## [TEXTO APRESENTADO]
***
Nos últimos dias, a comunidade internacional testemunhou a violação dos direitos políticos na Venezuela durante o processo de registro de candidaturas para a eleição presidencial.

Nos últimos dias, a comunidade internacional testemunhou a violação dos direitos políticos na Venezuela durante o processo de registro de candidaturas para a eleição presidencial, marcada para 28 de julho de 2024 pelo Conselho Nacional Eleitoral (CNE).

Essa data é carregada de simbolismo para o chavismo, pois é o aniversário de Hugo Chávez Frías e tem a intenção de se conectar com seus seguidores. Dada a rejeição de Nicolás Maduro entre os chavistas moderados – que seguem avaliando positivamente o comandante, mas questionam seu sucessor pela situação socioeconômica, a deficiência dos serviços públicos e a falta de garantias para o exercício dos direitos sociais: à saúde, à educação de qualidade, a um salário digno, entre outros –, apela-se às emoções.

A realização das eleições presidenciais no segundo semestre de 2024 faz parte dos compromissos estabelecidos no Acordo de Barbados, firmado entre o governo da República Bolivariana da Venezuela e a oposição, representada pela Plataforma Unitária da Venezuela. O primeiro compromisso incluía expressamente “o direito de cada ator político de escolher seu candidato para a eleição presidencial de maneira livre e conforme seus mecanismos internos, atendendo ao estabelecido na Constituição da República Bolivariana da Venezuela e na lei”. Essa era a garantia mínima exigida pela oposição.

María Corina Machado Parisca

Nesse contexto, as primárias da Plataforma Unitária ocorreram em 22 de outubro de 2023 para a seleção de uma candidatura unitária, na qual María Corina Machado Parisca, uma autodefinida liberal do partido Vente Venezuela, ganhou com mais de 90% dos votos. Machado representa a ala mais radical e de direita da oposição venezuelana e é chamada por alguns de “dama de ferro venezuelana”, lembrando a primeira-ministra Margaret Thatcher, com quem compartilha certas abordagens, entre elas, a redução do Estado e o liberalismo econômico.
***
## [TRECHO DOS DADOS]
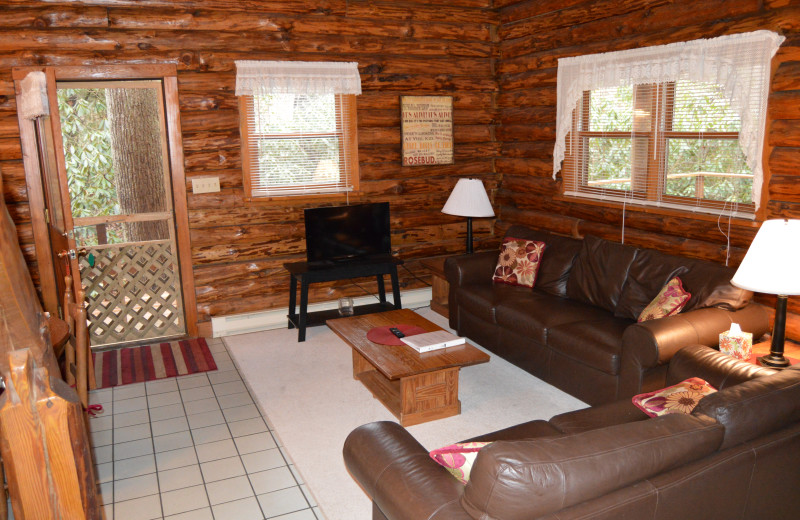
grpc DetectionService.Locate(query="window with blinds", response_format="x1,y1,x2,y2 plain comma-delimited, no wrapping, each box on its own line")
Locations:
562,80,755,216
240,93,358,198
***
## [PROBLEMA A RESOLVER]
Digite novamente, sem nenhuma alteração, o texto inteiro sobre a eleição presidencial na Venezuela.

## [SOLUÇÃO DA TAREFA]
Nos últimos dias, a comunidade internacional testemunhou a violação dos direitos políticos na Venezuela durante o processo de registro de candidaturas para a eleição presidencial.

Nos últimos dias, a comunidade internacional testemunhou a violação dos direitos políticos na Venezuela durante o processo de registro de candidaturas para a eleição presidencial, marcada para 28 de julho de 2024 pelo Conselho Nacional Eleitoral (CNE).

Essa data é carregada de simbolismo para o chavismo, pois é o aniversário de Hugo Chávez Frías e tem a intenção de se conectar com seus seguidores. Dada a rejeição de Nicolás Maduro entre os chavistas moderados – que seguem avaliando positivamente o comandante, mas questionam seu sucessor pela situação socioeconômica, a deficiência dos serviços públicos e a falta de garantias para o exercício dos direitos sociais: à saúde, à educação de qualidade, a um salário digno, entre outros –, apela-se às emoções.

A realização das eleições presidenciais no segundo semestre de 2024 faz parte dos compromissos estabelecidos no Acordo de Barbados, firmado entre o governo da República Bolivariana da Venezuela e a oposição, representada pela Plataforma Unitária da Venezuela. O primeiro compromisso incluía expressamente “o direito de cada ator político de escolher seu candidato para a eleição presidencial de maneira livre e conforme seus mecanismos internos, atendendo ao estabelecido na Constituição da República Bolivariana da Venezuela e na lei”. Essa era a garantia mínima exigida pela oposição.

María Corina Machado Parisca

Nesse contexto, as primárias da Plataforma Unitária ocorreram em 22 de outubro de 2023 para a seleção de uma candidatura unitária, na qual María Corina Machado Parisca, uma autodefinida liberal do partido Vente Venezuela, ganhou com mais de 90% dos votos. Machado representa a ala mais radical e de direita da oposição venezuelana e é chamada por alguns de “dama de ferro venezuelana”, lembrando a primeira-ministra Margaret Thatcher, com quem compartilha certas abordagens, entre elas, a redução do Estado e o liberalismo econômico.